Assignment: Report each line of the records below that holds the word "shrub".

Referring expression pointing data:

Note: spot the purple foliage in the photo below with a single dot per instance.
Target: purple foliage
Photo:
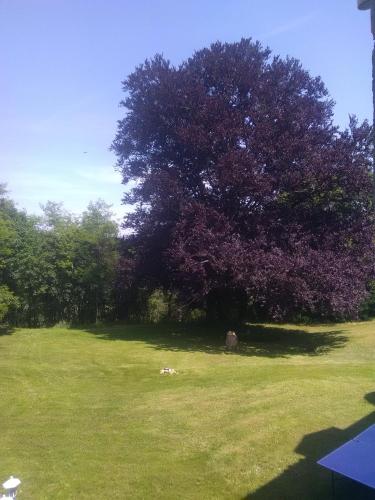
(243, 183)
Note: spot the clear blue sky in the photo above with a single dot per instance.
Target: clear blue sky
(62, 63)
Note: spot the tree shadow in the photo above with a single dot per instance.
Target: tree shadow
(309, 481)
(255, 340)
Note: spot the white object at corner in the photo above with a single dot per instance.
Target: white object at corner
(10, 486)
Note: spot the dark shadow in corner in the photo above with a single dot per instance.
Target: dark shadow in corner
(255, 340)
(308, 481)
(6, 330)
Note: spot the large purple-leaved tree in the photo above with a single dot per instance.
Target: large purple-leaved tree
(243, 187)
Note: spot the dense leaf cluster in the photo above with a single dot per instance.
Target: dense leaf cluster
(242, 186)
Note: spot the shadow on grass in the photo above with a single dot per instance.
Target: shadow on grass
(309, 481)
(6, 330)
(255, 340)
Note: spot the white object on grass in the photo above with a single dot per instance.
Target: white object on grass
(168, 371)
(10, 486)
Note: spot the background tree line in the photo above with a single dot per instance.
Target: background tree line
(248, 203)
(57, 267)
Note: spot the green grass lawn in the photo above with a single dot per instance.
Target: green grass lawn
(84, 413)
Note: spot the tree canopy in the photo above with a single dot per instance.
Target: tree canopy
(243, 187)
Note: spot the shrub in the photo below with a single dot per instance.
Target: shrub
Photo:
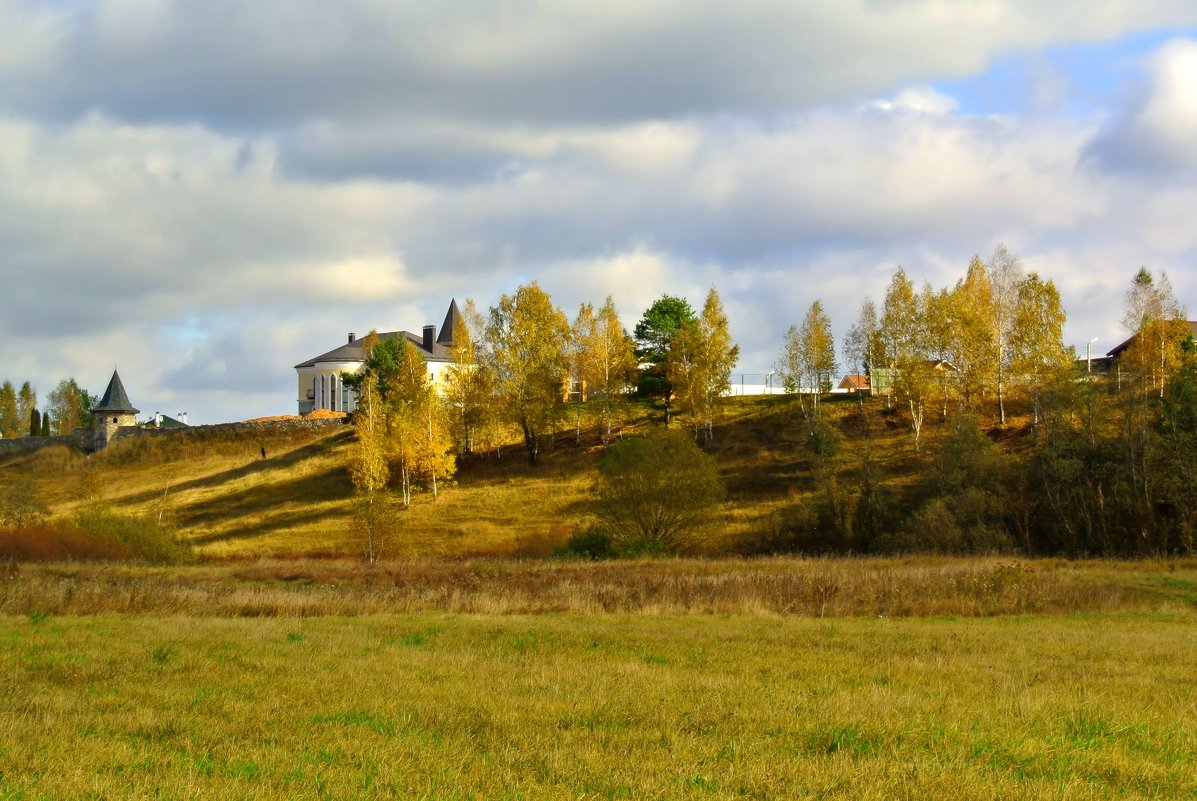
(20, 505)
(589, 544)
(143, 536)
(655, 493)
(58, 542)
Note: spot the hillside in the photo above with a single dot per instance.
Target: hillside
(229, 502)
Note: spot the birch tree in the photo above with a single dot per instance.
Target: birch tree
(605, 362)
(1158, 322)
(11, 422)
(972, 344)
(1038, 356)
(700, 364)
(368, 466)
(1006, 275)
(528, 338)
(807, 360)
(904, 328)
(26, 406)
(863, 347)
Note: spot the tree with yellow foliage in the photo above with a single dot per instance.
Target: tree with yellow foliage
(605, 362)
(528, 339)
(700, 360)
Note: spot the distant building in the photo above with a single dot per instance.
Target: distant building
(113, 413)
(321, 382)
(854, 384)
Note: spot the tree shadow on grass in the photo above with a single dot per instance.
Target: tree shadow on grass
(248, 511)
(281, 463)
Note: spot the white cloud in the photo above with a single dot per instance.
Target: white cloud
(1156, 131)
(211, 193)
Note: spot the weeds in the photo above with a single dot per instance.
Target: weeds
(832, 588)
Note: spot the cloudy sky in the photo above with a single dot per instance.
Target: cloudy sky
(205, 194)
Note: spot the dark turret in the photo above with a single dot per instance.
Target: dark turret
(114, 412)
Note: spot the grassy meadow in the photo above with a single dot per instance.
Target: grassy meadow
(469, 663)
(432, 705)
(228, 502)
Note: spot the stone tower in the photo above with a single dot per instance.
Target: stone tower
(114, 412)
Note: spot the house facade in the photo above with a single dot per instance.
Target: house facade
(321, 378)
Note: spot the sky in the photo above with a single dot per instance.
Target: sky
(205, 194)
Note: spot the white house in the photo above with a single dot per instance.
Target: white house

Response:
Note: spot the shrub in the photo below with a single dot per instance.
Target: shrub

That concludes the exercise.